▶ _Task to carry out_:
Quote the listing verbatim, from its very first line down to the line containing "pixel 693 186", with both ends included.

Entries from a pointing dataset:
....

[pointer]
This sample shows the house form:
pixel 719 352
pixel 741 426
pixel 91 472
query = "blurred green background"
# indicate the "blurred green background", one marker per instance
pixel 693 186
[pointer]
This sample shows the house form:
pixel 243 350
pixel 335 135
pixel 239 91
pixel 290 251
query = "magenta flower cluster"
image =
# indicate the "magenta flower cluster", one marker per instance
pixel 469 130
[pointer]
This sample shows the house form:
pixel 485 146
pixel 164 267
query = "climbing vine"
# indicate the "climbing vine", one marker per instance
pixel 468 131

....

▶ _Exercise solution_:
[pointer]
This sample shows the house form:
pixel 719 352
pixel 741 426
pixel 91 472
query = "blurred green background"
# indicate the "blurred green background", one marker per instance
pixel 693 186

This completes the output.